And then there’s the willfully provocative “S.E.X.,” which sets a list of bedroom tools (“Twisted rope, handcuffs, blindfold, string of pearls”) against a throbbing slow-grind beat.
With songwriting and production input from hitmakers that include Kanye West, Diplo and Avicii, “Rebel Heart” – Madonna’s follow-up to 2012’s rave-y “MDNA” -- is also one of the singer’s most stylistically varied efforts, moving from cheerful reggae to slinky disco and rough-edged hip-hop. It gathers sonic strands she helped weave into the pop mainstream.
Madonna spoke about the album Monday night by phone from her home in New York, where she’d just sat down to a late dinner. “I hope you don’t mind that I’m eating,” she said. “It’s potato soup with corn. So good.”
As we’re talking, “Rebel Heart” is due to come out in about two hours. Does releasing an album feel like the end of the race or just the beginning?
Oh my God, that’s the beginning. Well, you know what? It’s not the beginning. The beginning was the beginning. It’s the middle.
The run-up to an album is much more intense now than it was a decade or two ago. You have to work harder earlier.
There’s a lot more product out in the marketplace, and there are so many outlets that people have to hear music, whether it’s iTunes or SoundCloud or YouTube or whatever. So the combination of the technology and all the... What’s the word I’m looking for? I don’t want to say “talent,” necessarily, because not all of it’s talent.
Competition?
Is it competition? I don’t think that’s the right word, because I don’t make music like everybody else’s. But, yeah, if you release a record the same day some other big pop star releases a record, it’s probably considered competition.
It’s competition for people’s attention, I think.
That’s right.
You told Rolling Stone recently that you miss the simplicity of the music business the way it used to be.
Of course I do! Who wouldn’t?
What was more simple?
I made a demo, I took it to a nightclub, I gave it to a DJ, he played it, people danced to it, an A&R guy was there, he signed me, I made a record. Then my song – if everyone liked it, fingers crossed -- was on the radio. It was just simpler. There wasn’t Twitter and Facebook and Snapchat. Even before MTV, there was really just live shows and the radio, and that was it.
You also didn’t have situations where half your record leaks before you’re ready to put it out.
Half of it? You mean all of it. Or practically all of it, in various incarnations. That’s part of the technology thing, which brings people perhaps a little too close.
When that happened, you spoke frankly about how invasive it felt. Three months later, has that feeling diminished?

======

• [Given exercise]: Please continue the Madonna interview from its final question, keeping the same question-and-answer format.

(Lines of data)

======

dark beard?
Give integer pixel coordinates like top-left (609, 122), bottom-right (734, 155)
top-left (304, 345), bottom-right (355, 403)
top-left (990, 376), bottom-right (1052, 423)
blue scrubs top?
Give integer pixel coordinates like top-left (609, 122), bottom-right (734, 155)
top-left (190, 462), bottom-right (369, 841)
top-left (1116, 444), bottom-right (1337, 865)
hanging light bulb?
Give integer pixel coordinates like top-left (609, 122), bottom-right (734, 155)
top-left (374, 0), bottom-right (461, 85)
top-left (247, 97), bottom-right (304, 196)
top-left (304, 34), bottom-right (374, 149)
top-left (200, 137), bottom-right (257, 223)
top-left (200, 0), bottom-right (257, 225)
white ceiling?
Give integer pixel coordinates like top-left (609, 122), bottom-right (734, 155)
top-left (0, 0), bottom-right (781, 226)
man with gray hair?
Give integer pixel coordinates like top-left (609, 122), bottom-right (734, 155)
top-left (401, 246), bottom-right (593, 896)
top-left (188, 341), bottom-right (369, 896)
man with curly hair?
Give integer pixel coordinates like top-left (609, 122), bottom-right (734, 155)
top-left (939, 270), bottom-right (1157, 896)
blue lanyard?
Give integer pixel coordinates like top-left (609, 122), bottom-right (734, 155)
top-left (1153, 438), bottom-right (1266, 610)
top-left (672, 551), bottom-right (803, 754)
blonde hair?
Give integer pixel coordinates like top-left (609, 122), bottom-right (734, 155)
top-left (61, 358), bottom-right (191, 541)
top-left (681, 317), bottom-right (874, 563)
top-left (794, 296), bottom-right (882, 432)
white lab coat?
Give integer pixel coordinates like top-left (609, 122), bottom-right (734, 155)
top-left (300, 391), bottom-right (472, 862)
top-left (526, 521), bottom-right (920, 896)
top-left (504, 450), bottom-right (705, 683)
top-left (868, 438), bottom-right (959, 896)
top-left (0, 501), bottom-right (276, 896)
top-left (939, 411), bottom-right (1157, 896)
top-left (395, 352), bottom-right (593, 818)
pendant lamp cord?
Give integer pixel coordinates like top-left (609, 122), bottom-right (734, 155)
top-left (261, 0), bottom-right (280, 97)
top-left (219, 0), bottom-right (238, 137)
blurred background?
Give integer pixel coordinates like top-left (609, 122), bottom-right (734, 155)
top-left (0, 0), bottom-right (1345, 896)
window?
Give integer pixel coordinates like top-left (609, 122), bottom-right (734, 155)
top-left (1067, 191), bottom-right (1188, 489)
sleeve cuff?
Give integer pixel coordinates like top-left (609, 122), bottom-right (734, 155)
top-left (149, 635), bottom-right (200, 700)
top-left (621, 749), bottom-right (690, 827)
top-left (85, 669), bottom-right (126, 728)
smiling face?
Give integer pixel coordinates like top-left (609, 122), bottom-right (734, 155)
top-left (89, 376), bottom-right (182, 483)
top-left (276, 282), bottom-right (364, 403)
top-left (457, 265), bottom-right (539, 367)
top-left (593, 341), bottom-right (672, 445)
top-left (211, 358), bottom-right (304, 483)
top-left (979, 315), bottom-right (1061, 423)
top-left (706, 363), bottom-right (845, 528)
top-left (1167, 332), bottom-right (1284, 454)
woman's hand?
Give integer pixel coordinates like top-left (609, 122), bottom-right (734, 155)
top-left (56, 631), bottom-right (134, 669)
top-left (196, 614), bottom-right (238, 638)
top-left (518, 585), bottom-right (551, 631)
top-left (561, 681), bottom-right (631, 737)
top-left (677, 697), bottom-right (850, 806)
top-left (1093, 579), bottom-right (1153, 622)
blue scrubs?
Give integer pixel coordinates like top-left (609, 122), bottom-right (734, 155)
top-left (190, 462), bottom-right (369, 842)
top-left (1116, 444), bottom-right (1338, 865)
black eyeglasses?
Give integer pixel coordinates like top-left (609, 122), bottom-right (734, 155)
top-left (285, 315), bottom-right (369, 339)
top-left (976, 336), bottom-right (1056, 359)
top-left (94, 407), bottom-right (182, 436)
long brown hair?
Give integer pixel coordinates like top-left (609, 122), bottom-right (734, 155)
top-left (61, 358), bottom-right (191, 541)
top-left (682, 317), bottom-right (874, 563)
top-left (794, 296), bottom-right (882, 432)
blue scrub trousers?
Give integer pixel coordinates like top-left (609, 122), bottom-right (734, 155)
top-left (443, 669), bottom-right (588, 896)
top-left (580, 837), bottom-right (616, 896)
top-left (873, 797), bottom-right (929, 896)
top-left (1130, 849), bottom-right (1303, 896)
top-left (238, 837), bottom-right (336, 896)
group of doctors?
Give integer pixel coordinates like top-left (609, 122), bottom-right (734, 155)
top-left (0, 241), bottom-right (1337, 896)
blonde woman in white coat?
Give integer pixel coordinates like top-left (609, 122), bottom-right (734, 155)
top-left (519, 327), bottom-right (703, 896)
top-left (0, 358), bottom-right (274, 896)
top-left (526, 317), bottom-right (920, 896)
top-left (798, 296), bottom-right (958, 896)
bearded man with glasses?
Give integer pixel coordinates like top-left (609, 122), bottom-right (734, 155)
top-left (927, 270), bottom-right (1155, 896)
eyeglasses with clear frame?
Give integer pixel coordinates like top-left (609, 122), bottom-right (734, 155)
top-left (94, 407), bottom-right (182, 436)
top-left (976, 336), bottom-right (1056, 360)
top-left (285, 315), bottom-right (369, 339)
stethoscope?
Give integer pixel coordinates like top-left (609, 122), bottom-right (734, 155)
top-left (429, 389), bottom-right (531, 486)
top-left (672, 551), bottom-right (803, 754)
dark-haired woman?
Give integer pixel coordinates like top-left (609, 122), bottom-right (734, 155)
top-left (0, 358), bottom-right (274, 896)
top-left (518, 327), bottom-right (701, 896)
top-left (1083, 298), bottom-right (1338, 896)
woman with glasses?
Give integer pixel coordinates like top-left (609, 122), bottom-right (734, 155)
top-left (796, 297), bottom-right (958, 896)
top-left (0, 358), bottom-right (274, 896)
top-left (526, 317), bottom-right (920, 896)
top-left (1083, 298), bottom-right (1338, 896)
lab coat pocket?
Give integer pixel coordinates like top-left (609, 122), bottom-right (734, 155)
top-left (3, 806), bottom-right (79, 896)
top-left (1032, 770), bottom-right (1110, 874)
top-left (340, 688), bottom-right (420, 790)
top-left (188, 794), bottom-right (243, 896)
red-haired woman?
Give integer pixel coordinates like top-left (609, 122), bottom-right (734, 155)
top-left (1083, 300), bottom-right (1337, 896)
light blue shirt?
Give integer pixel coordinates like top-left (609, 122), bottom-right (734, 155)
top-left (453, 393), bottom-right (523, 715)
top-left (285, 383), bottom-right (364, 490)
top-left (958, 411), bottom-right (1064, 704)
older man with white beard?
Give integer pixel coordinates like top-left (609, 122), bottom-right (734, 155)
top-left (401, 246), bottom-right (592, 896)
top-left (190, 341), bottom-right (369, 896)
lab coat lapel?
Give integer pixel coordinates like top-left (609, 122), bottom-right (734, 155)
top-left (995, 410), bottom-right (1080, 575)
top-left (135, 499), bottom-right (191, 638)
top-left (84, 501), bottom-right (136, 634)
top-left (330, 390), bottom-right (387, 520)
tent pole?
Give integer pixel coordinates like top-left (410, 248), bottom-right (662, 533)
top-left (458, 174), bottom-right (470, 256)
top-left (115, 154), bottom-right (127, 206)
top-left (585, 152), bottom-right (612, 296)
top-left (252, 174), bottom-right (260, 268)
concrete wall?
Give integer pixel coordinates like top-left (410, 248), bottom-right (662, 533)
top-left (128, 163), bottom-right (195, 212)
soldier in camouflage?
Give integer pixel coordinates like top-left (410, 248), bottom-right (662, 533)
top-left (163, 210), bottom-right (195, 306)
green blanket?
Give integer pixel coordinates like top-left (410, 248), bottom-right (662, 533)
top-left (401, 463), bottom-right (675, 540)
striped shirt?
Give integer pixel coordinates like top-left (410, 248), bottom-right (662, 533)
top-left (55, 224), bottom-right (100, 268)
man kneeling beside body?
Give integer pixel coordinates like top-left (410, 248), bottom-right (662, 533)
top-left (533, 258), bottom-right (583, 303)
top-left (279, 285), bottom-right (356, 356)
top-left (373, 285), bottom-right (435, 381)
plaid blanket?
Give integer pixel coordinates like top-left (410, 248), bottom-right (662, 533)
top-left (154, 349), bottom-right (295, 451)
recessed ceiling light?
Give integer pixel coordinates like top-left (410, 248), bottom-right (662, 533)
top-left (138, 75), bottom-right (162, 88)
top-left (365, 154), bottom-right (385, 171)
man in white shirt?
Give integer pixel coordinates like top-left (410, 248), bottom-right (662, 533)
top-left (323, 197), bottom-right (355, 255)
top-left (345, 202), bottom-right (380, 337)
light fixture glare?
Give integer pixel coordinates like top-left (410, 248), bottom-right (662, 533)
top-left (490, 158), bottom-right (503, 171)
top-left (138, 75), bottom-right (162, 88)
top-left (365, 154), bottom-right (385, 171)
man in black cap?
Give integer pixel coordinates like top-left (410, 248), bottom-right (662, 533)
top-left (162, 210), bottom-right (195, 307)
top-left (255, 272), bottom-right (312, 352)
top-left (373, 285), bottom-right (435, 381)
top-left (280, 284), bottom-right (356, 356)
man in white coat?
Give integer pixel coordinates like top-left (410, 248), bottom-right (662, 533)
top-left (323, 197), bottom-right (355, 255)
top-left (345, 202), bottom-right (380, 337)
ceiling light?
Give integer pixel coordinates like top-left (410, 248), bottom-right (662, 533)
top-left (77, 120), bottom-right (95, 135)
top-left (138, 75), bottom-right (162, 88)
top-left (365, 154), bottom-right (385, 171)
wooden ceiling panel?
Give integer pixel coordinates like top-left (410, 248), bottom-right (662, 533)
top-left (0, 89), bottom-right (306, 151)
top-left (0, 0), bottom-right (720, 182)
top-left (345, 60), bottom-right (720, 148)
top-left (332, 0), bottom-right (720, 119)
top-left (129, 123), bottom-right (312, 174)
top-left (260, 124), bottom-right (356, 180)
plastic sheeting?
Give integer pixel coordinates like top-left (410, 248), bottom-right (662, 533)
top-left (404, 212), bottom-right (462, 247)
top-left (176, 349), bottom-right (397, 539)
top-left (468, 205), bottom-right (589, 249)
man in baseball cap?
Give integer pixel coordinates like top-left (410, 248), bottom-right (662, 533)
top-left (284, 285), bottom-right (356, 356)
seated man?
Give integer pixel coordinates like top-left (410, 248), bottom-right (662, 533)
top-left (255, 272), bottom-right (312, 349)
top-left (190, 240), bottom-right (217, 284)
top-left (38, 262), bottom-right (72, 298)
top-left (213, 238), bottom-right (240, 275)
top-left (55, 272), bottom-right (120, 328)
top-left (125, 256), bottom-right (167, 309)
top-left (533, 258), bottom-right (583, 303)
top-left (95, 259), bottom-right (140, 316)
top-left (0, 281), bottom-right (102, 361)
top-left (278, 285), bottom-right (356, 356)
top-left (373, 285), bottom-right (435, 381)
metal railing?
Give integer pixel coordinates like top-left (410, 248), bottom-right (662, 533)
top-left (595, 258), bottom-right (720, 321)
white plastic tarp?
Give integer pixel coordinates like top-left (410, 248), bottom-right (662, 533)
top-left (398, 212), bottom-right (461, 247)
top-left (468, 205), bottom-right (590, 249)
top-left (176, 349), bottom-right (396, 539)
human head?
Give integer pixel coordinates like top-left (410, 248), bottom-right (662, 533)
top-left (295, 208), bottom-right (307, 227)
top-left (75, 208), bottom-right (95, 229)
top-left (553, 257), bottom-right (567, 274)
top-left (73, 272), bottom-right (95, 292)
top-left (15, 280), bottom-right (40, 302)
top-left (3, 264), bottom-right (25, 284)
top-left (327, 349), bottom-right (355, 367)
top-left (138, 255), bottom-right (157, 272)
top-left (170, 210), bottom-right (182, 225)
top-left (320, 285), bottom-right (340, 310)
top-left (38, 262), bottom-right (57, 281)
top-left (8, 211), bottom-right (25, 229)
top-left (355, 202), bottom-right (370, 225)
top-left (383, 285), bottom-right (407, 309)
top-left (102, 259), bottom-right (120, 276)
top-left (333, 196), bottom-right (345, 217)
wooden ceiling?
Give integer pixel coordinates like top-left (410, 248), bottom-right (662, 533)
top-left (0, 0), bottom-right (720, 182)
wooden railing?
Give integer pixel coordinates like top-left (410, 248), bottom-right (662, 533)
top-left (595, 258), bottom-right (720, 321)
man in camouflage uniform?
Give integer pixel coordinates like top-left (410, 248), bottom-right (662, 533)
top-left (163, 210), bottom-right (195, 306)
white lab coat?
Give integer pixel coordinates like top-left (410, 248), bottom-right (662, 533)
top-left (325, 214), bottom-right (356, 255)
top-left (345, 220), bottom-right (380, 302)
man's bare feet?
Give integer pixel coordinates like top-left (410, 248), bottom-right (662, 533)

======

• [The reply]:
Oh no, it’s still very fresh on my mind, and I’m still very upset about it.
You don’t think the official album has supplanted the leak in people’s brains?
I think their brains have been contaminated by what they’ve heard. And because I was continuously being hacked into – with all the different versions from all the different producers I was working with in all the different recording studios -- it started making me second-guess everything. I had extreme anxiety.
Some of the demos that I had done, I actually liked as demos; I liked the simplicity of them. But then people were commenting on them: “Oh, I can’t wait to hear the finished version.” And I thought, Well, what if this is the finished version? And then other people were saying they liked things as demos that I had changed the production of.
In a way, it was almost like doing a test screening of a film. I went through this with my last film I directed, where the audience’s comments actually weighed in and gave Harvey Weinstein the right to say, “If you change X, Y and Z on your film, I’ll spend more money on the marketing.” But that’s not the movie I want to make. So from the point of view of the artistic process, it was devastating. And it still is.
The focus-group thing you’re describing seems like such a drag.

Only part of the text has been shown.